**WHAT TO PRODUCE**.
Your task is to find every line of the data that holds the string "below" and copy it.

(DATASET EXCERPTS)

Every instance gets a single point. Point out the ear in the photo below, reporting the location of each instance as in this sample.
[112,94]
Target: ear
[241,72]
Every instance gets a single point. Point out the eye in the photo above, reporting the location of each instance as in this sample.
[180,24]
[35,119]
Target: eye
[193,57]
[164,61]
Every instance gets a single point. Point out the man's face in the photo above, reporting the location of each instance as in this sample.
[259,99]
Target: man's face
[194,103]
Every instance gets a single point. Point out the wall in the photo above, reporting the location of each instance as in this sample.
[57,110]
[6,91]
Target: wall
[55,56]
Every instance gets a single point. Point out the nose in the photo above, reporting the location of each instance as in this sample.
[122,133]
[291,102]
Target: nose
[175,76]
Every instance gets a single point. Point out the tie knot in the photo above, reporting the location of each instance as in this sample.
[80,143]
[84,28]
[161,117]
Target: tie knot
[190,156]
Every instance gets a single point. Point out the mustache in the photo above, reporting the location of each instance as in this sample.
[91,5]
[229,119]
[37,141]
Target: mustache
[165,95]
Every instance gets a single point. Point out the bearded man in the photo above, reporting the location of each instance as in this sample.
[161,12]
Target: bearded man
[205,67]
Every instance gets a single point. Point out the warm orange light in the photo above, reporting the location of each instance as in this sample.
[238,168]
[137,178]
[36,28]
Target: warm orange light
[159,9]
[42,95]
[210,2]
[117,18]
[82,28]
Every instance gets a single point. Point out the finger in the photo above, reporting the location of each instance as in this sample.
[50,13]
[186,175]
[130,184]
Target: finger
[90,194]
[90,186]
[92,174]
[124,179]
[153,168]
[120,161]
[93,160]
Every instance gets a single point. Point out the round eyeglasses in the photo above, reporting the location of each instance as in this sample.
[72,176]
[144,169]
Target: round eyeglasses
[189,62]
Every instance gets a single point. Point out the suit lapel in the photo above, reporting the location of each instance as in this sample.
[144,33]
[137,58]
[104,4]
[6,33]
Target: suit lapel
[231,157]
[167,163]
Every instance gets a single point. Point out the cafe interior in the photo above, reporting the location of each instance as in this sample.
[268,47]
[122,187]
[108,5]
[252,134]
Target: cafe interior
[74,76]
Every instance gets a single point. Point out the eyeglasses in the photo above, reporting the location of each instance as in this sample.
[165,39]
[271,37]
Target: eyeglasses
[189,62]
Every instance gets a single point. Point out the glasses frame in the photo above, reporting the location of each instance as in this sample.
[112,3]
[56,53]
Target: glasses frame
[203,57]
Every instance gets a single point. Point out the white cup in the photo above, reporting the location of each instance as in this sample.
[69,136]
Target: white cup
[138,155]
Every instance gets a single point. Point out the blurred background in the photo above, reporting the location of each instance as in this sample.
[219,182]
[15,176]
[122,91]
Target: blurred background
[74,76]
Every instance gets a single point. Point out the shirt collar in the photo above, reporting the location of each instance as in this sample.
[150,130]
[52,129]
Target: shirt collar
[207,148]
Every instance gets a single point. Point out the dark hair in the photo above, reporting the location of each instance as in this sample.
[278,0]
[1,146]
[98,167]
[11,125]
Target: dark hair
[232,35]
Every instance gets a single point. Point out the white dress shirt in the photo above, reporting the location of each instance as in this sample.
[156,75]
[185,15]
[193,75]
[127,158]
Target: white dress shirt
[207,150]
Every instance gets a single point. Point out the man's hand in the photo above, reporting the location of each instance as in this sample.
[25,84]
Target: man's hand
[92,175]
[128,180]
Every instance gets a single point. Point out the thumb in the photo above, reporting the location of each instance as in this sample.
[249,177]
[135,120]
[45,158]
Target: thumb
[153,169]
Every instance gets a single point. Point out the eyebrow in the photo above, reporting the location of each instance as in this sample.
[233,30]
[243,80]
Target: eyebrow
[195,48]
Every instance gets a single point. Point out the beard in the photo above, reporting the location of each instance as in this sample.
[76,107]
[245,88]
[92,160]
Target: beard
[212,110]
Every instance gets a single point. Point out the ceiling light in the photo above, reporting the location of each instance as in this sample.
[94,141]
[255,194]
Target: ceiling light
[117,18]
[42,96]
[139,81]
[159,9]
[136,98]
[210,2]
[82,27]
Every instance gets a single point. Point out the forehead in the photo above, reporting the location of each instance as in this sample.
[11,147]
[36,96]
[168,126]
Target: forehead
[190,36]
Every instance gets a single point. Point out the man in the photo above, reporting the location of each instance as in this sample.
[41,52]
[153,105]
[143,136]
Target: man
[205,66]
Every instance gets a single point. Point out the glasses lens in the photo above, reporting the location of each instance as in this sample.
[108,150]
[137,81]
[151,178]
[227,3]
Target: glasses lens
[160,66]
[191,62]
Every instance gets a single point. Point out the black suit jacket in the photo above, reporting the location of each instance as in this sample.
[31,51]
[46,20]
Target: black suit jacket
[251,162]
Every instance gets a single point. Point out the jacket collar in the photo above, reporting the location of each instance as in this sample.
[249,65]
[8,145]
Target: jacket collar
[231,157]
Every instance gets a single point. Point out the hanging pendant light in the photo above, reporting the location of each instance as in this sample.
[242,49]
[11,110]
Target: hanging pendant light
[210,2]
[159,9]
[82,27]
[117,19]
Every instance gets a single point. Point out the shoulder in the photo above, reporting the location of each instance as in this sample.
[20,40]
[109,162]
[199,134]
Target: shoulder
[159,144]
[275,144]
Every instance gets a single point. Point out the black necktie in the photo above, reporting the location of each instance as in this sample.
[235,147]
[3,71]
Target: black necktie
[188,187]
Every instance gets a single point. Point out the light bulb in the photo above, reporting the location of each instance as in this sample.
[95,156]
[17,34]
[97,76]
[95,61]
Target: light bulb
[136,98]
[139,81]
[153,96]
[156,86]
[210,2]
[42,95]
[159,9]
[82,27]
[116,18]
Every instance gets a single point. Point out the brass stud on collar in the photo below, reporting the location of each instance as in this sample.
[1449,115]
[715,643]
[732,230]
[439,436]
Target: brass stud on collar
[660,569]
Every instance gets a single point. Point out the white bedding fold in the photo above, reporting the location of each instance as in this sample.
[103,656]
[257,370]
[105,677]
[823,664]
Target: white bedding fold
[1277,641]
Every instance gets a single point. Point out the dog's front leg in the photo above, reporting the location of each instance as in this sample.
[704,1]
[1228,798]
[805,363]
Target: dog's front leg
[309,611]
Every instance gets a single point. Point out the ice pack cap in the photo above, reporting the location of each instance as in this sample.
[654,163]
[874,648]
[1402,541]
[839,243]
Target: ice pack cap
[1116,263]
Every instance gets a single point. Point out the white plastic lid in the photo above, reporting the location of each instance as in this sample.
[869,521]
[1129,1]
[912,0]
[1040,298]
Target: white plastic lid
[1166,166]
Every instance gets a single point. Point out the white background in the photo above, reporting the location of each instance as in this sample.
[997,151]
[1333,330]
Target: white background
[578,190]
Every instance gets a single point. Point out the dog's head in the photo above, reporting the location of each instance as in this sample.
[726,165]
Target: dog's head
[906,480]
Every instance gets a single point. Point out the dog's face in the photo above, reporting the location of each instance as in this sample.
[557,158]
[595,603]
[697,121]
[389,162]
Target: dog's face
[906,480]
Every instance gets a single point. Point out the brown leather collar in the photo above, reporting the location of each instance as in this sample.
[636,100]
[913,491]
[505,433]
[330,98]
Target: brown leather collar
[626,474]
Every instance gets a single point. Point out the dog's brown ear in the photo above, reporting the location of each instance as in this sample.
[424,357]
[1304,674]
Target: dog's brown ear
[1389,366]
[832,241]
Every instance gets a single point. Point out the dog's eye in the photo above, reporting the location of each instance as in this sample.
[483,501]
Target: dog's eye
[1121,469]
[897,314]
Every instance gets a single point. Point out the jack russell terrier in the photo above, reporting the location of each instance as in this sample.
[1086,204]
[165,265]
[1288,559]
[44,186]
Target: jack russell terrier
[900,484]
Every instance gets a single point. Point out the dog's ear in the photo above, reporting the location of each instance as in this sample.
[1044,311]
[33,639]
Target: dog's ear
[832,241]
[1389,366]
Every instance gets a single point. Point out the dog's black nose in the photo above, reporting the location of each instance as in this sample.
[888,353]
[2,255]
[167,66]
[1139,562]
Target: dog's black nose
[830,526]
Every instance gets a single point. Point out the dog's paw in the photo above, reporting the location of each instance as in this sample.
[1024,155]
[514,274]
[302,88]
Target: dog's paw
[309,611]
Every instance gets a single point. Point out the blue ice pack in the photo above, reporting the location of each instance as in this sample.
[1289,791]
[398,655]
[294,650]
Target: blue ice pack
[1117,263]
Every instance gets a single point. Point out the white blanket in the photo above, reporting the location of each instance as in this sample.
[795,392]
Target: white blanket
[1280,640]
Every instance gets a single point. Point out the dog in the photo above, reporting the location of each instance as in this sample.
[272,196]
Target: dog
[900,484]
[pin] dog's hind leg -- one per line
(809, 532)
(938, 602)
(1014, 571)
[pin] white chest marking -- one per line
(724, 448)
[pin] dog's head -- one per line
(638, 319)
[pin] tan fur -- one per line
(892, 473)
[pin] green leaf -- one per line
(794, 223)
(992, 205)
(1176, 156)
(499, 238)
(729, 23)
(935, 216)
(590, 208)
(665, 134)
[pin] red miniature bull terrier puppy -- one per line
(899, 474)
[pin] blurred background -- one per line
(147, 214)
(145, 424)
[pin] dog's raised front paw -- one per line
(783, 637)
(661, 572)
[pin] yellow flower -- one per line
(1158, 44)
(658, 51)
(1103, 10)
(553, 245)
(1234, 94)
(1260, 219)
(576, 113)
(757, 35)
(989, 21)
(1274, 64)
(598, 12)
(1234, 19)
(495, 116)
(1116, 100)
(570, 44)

(End DATASET EXCERPTS)

**OUTPUT FOR THIS EXERCISE**.
Every instance gets a single point. Point out the ear in the photo below, reporting the location of each instance as in this sample.
Every instance gets a single point. Point out the brass stud on collar in the photo below, reporting the location of each instance as in this sample.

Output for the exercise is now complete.